Data supplied.
=== Section Start ===

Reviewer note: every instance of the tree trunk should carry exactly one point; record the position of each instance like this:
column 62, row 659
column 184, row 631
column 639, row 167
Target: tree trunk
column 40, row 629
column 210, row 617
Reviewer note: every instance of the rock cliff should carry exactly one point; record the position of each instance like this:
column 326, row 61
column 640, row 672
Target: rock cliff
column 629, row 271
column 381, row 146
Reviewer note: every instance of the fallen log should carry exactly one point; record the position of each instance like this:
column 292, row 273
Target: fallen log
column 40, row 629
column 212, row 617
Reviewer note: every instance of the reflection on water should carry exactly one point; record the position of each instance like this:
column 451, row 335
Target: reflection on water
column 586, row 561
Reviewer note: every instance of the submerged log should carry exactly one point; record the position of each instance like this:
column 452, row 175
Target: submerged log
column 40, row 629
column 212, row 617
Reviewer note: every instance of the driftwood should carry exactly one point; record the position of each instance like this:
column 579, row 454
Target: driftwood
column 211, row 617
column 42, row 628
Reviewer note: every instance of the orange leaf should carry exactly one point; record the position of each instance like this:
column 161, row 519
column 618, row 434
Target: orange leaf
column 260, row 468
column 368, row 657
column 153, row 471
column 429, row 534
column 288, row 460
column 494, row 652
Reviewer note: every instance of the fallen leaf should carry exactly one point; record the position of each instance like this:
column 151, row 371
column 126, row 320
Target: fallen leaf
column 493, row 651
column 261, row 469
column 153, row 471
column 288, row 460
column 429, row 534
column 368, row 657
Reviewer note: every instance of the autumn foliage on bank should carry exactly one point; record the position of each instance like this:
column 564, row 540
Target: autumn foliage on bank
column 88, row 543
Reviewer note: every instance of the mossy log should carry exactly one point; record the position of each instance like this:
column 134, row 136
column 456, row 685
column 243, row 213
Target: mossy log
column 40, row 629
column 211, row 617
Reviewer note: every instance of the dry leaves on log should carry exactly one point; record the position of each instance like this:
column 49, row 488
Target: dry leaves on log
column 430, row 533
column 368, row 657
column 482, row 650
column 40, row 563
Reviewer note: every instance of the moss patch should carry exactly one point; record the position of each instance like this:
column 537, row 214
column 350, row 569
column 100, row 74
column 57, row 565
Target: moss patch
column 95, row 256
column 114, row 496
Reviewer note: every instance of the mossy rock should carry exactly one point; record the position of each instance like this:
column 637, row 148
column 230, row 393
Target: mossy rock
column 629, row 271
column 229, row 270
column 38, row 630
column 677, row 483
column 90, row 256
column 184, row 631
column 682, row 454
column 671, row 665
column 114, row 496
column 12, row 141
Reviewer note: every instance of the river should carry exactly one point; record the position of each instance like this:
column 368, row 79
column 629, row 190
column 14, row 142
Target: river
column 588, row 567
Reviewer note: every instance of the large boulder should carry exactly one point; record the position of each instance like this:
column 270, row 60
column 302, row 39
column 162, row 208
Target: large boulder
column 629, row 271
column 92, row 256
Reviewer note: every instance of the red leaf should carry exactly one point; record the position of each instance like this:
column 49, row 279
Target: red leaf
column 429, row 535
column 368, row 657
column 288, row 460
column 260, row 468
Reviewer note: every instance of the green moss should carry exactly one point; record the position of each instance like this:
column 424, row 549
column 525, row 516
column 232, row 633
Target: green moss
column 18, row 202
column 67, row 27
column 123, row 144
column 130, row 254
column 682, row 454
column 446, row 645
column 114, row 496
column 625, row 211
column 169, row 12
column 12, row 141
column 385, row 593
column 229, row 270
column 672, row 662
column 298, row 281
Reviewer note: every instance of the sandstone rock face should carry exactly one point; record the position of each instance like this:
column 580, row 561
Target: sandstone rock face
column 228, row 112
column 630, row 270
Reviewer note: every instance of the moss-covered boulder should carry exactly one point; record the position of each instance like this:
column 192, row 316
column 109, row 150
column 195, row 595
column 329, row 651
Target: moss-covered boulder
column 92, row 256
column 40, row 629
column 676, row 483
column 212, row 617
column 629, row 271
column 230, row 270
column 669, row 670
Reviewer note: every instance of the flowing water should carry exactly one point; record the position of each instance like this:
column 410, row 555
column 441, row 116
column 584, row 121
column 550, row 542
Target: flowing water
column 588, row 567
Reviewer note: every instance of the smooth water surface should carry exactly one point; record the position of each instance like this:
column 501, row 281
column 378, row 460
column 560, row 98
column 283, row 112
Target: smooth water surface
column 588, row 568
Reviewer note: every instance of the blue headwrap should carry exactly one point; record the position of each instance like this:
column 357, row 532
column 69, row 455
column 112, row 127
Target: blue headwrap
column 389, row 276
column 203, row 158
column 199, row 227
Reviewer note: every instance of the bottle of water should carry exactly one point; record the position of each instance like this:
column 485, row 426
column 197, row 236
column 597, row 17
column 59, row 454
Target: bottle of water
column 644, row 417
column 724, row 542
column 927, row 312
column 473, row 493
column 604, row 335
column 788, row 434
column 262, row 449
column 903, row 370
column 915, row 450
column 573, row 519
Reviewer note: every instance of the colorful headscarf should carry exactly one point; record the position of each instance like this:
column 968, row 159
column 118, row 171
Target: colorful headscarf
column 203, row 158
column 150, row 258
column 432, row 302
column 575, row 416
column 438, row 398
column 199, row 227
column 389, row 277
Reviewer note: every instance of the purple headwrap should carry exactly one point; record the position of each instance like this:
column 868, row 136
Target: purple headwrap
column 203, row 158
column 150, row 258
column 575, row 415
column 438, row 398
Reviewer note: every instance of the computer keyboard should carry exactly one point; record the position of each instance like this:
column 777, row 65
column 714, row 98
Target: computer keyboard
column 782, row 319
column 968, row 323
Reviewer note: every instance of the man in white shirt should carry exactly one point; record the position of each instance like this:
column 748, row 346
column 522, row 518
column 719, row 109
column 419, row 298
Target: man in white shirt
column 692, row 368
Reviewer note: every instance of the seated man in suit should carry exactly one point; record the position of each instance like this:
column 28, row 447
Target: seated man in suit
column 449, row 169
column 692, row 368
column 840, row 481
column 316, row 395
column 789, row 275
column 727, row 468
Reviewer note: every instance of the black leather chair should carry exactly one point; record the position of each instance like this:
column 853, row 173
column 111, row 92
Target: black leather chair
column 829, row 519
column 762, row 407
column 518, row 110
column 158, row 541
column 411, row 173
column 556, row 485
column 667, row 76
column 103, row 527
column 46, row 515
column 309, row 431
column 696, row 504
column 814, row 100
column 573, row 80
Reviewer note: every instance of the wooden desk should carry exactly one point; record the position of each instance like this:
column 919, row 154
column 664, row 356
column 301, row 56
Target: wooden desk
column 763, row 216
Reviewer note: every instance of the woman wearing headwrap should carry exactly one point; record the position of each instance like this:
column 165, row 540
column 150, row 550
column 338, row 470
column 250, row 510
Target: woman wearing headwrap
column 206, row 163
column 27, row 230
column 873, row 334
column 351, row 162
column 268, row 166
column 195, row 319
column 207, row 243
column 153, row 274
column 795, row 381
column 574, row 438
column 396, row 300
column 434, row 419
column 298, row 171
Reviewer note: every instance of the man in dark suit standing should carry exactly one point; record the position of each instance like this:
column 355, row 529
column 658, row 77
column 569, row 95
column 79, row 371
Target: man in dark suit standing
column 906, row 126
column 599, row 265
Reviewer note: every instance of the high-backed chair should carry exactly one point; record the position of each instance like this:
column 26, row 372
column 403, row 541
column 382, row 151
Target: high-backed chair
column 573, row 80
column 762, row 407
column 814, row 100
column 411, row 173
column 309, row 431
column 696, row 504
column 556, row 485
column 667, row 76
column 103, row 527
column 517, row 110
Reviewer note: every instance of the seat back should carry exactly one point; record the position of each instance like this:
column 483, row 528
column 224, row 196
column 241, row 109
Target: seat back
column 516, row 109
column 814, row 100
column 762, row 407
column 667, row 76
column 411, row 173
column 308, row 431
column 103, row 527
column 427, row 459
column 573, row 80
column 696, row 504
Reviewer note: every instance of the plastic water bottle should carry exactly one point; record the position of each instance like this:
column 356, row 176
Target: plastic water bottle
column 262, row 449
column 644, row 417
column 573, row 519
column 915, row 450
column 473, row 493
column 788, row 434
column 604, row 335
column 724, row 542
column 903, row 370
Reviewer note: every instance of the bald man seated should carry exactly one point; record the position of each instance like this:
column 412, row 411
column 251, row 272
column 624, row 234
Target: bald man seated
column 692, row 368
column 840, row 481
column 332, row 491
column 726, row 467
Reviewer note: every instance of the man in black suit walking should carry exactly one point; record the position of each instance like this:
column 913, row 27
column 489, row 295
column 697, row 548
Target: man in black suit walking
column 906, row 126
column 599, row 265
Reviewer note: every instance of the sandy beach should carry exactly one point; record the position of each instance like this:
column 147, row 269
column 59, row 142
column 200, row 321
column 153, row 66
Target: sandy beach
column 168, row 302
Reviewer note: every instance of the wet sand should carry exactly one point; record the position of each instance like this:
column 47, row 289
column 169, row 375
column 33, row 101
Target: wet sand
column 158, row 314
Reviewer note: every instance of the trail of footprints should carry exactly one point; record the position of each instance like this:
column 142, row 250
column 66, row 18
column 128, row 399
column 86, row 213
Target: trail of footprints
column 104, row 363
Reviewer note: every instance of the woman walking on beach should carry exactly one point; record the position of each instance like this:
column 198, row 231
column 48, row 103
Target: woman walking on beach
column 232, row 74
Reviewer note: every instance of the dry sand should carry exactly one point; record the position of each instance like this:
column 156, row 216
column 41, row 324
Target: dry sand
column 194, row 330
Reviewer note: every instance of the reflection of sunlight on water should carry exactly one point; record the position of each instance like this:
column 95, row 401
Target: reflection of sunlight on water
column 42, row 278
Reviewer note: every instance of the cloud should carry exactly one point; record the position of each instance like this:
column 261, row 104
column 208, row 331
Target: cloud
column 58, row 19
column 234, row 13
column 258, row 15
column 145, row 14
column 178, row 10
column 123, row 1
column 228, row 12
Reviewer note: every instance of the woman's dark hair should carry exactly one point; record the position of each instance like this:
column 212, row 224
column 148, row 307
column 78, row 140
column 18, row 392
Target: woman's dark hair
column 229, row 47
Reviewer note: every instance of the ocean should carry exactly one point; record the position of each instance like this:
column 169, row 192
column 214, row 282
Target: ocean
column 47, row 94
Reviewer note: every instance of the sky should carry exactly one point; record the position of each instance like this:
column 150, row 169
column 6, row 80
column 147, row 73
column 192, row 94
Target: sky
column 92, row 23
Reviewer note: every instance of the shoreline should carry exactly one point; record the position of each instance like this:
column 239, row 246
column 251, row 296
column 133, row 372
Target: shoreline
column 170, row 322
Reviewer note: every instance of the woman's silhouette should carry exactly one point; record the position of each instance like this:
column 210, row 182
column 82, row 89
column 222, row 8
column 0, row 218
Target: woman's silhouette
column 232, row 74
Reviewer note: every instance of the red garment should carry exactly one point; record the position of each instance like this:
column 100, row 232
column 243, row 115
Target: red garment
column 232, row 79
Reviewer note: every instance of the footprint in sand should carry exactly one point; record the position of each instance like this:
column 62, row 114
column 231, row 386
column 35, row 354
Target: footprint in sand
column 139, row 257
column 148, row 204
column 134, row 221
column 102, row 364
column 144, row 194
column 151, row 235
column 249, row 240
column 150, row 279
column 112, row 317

=== Section End ===

Work task. Starting at the first line of the entries above, please extract each line up to and including the line with "Reviewer note: every instance of the reflection on", unchanged, and add nothing.

Completed exercise.
Reviewer note: every instance of the tree trunk should carry exactly one point; record the position of each instance like this:
column 62, row 659
column 184, row 631
column 639, row 167
Target: tree trunk
column 40, row 629
column 210, row 617
Reviewer note: every instance of the rock cliff should carry exactly one point; record the position of each instance like this:
column 326, row 61
column 640, row 672
Target: rock cliff
column 629, row 271
column 381, row 146
Reviewer note: every instance of the fallen log should carry exactly one point; record the position of each instance like this:
column 292, row 273
Target: fallen log
column 40, row 629
column 212, row 617
Reviewer note: every instance of the reflection on water should carry exactly one point; record the position of each instance like this:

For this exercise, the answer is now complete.